• **Excerpt**
§
This is a rush transcript. Copy may not be in its final form.

NERMEEN SHAIKH: This is Democracy Now!, democracynow.org. I’m Nermeen Shaikh.

Israel is being accused of using starvation as a weapon of war in Gaza, as Israeli forces continue to severely restrict the delivery of humanitarian aid, food and medical supplies to millions inside the besieged territory after four months of indiscriminate bombardment and mass displacement. U.N. human rights experts warn Gaza’s 2.3 million population is facing severe levels of hunger, with the risk of famine increasing daily.

For more, we’re joined by Alex de Waal, executive director of the World Peace Foundation at Tufts University and author of Mass Starvation: The History and Future of Famine. His piece for The Guardian is headlined “Unless Israel changes course, it could be legally culpable for mass starvation.”

Alex de Waal, welcome to Democracy Now! Lay out the argument you have in your Guardian piece.

ALEX DE WAAL: So, my argument is essentially that while it may be possible to bomb a hospital by accident, it is not possible to create a famine by accident, and that for some months now, and particularly in mid-December, when the famine review committee, which is sort of the highest level of humanitarian assessment in the world, an independent, impartial, professional and extremely discrete body of experts, said that Gaza is heading towards famine, it is already in catastrophe — and these are very technical terms. And unless there is an end to active hostilities by the Israeli authorities and army and a full spectrum of relief operations, it is inevitable that sometime in the coming months — and they said beginning likely in early February — under the technical definitions, Gaza would be in famine.

So that is fair warning. And the actions undertaken by the government of Israel — and the war crime of starvation is defined thus: “using starvation of civilians as a method of warfare by depriving them of objects indispensable to their survival, including wilfully impeding relief supplies.” So the main element of the crime is destroying food, foodstuffs, hospitals, medical care, sanitation, shelter, etc. Unless that is all stopped, Gaza will be in famine.

NERMEEN SHAIKH: And, Alex, if you could clarify? We just have a minute. You say that Palestinian children in Gaza will die in the thousands, even if the barriers to aid are lifted today. Explain.

ALEX DE WAAL: So, a humanitarian crisis is like a speeding freight train. Even if the driver puts on the brakes as hard as he possibly can, it will take many miles for that train to come to a stop. So, the levels of malnutrition that we are now seeing, the exposure to infectious disease through polluted water, through overcrowding and through lack of shelter, will mean that this humanitarian crisis continues. So, this is not something that can be stopped overnight.
§
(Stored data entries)

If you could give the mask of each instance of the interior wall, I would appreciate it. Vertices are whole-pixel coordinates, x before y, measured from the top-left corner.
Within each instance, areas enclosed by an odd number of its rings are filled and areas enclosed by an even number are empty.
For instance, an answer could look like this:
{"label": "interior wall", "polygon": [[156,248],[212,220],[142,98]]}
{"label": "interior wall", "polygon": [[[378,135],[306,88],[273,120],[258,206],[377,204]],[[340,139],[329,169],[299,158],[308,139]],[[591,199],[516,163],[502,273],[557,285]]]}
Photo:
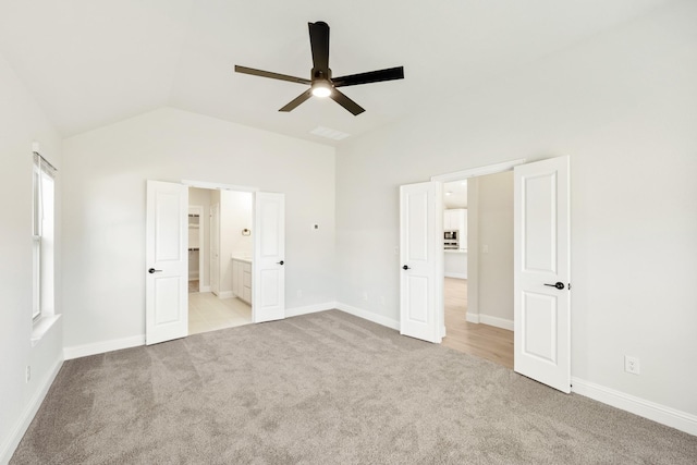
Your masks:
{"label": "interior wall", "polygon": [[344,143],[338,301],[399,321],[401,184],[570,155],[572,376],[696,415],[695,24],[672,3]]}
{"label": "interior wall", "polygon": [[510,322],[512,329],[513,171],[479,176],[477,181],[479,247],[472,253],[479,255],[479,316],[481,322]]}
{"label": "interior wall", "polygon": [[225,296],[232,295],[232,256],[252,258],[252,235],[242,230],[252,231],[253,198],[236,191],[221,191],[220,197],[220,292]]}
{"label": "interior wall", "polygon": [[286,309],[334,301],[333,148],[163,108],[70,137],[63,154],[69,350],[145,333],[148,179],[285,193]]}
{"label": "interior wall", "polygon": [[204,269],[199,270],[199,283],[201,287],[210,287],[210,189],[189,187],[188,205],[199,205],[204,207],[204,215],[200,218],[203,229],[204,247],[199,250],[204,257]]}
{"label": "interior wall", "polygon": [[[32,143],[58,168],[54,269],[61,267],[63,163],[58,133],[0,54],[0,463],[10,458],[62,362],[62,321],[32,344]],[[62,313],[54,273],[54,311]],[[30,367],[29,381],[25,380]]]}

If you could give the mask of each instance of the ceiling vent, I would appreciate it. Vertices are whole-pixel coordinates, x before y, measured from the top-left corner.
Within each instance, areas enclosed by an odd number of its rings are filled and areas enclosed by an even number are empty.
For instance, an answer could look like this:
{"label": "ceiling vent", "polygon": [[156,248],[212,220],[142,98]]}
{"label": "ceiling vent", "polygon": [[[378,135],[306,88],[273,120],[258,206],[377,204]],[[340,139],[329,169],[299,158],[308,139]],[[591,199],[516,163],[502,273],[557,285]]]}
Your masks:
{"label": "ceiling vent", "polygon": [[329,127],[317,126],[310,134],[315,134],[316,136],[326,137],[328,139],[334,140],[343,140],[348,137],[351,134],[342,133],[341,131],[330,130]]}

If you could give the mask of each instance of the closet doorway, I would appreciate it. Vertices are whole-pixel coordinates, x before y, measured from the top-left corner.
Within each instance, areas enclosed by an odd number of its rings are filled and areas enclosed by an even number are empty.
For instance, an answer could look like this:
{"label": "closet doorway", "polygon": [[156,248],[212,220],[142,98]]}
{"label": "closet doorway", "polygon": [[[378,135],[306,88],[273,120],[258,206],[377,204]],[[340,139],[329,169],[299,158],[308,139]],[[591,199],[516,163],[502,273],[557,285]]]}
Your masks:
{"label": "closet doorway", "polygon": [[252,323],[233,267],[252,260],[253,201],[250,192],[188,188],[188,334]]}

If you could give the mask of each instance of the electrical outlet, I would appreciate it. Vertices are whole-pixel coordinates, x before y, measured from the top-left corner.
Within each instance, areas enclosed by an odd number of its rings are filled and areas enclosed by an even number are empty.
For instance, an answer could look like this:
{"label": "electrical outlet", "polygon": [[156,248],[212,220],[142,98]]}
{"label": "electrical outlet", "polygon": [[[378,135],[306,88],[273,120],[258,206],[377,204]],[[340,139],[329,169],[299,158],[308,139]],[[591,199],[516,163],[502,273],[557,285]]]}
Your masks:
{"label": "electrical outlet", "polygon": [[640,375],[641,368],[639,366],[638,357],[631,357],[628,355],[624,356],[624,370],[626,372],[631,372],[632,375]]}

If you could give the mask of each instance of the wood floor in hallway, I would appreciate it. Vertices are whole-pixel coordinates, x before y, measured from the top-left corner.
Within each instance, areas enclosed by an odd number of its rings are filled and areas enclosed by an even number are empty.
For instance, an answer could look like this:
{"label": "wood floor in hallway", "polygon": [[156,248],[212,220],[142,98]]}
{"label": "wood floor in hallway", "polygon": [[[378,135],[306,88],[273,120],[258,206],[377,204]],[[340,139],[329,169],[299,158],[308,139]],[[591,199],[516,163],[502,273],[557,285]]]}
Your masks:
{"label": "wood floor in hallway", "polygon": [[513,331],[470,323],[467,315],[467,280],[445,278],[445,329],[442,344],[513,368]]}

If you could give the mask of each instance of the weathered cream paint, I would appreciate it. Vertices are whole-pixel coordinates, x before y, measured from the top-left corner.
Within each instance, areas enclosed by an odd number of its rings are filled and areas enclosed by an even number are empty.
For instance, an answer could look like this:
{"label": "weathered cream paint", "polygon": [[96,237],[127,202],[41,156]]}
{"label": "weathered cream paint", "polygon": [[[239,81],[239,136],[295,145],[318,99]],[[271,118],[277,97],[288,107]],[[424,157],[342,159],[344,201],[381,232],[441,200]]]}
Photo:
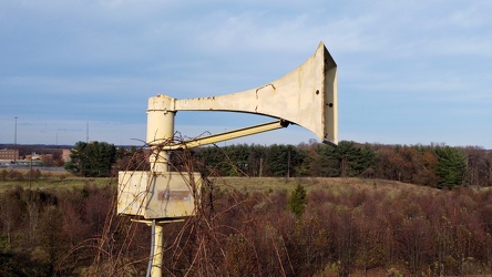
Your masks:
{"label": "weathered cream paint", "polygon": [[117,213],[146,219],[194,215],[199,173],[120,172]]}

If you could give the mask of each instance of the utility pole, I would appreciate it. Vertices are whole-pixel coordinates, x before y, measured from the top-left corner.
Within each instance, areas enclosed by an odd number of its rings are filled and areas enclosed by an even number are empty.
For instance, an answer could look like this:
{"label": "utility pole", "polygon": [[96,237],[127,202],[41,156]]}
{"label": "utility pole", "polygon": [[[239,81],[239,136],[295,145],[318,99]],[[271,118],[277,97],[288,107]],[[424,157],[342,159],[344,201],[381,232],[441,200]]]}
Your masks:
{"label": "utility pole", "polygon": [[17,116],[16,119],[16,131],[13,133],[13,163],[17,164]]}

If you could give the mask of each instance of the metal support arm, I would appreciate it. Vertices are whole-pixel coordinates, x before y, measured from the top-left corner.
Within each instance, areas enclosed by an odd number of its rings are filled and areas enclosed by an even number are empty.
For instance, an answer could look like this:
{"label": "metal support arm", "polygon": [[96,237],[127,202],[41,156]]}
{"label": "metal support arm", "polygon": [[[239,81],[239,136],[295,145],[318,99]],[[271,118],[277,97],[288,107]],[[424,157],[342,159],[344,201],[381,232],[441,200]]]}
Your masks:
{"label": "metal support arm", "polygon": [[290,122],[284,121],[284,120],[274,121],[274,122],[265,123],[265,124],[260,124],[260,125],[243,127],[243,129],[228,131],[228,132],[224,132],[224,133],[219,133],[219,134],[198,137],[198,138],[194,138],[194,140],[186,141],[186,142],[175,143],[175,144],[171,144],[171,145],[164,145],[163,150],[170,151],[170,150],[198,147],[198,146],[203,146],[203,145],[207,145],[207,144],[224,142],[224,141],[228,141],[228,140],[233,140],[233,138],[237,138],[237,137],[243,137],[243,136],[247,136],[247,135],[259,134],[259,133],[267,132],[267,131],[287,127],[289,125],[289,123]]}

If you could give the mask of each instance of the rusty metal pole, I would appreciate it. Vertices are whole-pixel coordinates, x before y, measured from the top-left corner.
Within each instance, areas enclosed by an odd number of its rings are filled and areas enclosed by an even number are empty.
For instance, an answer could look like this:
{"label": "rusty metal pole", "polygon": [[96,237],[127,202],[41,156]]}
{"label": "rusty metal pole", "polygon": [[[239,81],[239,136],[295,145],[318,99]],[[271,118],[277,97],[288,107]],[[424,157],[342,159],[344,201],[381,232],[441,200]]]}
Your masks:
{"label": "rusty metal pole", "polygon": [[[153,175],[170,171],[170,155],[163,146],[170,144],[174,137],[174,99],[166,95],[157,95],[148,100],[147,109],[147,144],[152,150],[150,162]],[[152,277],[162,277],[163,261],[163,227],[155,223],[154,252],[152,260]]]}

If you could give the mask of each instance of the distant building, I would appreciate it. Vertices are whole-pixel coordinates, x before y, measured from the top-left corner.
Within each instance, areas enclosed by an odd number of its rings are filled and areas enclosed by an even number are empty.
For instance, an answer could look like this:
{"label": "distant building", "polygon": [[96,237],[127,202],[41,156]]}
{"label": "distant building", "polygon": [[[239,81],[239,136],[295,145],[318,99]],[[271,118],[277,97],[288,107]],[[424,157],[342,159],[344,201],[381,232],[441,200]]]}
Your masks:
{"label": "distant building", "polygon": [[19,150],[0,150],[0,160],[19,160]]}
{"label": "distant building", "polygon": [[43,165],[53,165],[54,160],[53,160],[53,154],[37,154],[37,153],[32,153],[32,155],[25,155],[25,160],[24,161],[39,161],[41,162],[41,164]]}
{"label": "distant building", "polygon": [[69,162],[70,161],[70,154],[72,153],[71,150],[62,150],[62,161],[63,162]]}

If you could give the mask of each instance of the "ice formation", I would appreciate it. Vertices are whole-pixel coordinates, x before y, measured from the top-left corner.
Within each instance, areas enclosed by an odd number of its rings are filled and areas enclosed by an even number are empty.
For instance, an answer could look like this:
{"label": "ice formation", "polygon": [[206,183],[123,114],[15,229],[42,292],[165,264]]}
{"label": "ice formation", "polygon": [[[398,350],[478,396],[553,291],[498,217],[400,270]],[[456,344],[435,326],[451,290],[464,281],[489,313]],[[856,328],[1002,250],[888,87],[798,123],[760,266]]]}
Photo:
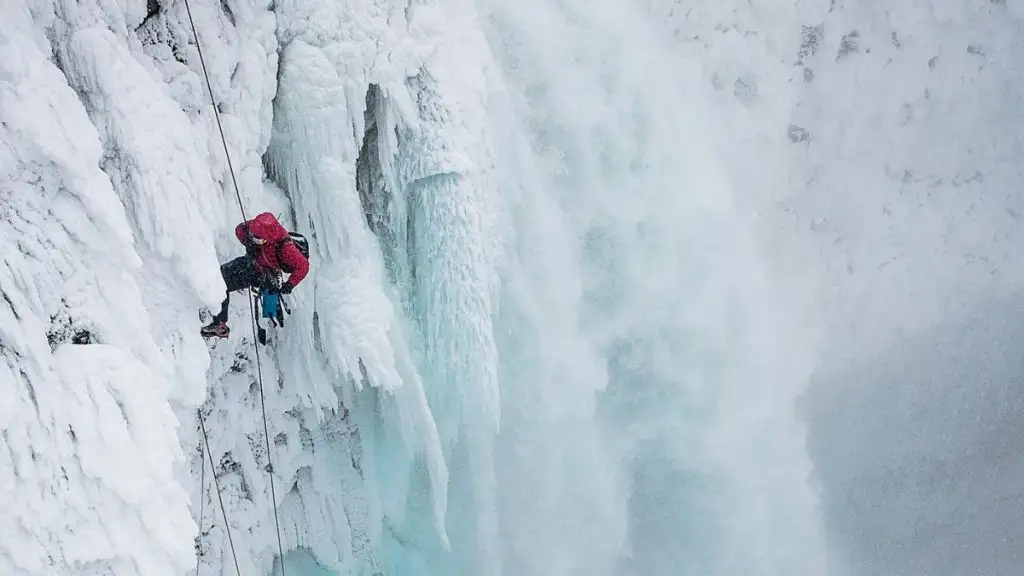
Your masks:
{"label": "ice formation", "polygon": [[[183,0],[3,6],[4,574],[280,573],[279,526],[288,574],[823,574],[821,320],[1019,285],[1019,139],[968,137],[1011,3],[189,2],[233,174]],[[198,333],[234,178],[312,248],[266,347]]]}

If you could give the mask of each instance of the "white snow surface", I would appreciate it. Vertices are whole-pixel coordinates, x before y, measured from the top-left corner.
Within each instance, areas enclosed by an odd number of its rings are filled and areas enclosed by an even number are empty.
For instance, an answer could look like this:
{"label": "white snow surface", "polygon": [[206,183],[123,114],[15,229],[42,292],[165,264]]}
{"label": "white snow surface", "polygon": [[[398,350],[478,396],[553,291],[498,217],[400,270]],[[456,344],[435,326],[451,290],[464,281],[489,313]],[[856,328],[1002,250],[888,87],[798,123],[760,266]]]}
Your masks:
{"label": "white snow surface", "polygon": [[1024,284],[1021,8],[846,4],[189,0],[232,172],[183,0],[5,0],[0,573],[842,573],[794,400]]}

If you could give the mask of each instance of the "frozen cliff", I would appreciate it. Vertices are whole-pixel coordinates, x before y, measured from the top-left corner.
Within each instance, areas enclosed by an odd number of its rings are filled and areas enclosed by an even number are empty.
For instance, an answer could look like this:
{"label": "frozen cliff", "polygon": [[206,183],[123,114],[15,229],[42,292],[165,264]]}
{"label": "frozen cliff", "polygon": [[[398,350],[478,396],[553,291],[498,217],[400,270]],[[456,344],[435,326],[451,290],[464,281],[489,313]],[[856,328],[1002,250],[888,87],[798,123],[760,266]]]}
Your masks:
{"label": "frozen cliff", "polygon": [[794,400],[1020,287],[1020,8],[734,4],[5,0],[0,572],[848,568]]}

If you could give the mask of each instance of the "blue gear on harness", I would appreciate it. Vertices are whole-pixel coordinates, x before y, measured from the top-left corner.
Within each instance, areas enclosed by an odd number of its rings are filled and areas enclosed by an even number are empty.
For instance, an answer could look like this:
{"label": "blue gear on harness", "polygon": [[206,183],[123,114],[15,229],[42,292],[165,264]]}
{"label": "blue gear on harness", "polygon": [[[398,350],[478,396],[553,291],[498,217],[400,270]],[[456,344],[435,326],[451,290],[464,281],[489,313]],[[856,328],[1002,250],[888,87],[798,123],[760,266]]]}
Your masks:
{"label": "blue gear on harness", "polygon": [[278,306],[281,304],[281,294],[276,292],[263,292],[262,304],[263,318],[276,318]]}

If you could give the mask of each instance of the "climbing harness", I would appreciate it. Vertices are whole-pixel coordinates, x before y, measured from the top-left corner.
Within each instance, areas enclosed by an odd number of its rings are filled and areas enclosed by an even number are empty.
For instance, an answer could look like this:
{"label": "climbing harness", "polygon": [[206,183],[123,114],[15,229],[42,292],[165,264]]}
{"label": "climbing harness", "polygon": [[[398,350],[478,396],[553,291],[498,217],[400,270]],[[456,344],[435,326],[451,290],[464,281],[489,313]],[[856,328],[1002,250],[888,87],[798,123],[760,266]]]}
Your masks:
§
• **About this task**
Extract verbatim the portion of the transcript that begins at the words "NERMEEN SHAIKH: And, Alex, if" and stops after the words "lifted today. Explain.". The listing is not required for this work.

• **Exercise response**
NERMEEN SHAIKH: And, Alex, if you could clarify? We just have a minute. You say that Palestinian children in Gaza will die in the thousands, even if the barriers to aid are lifted today. Explain.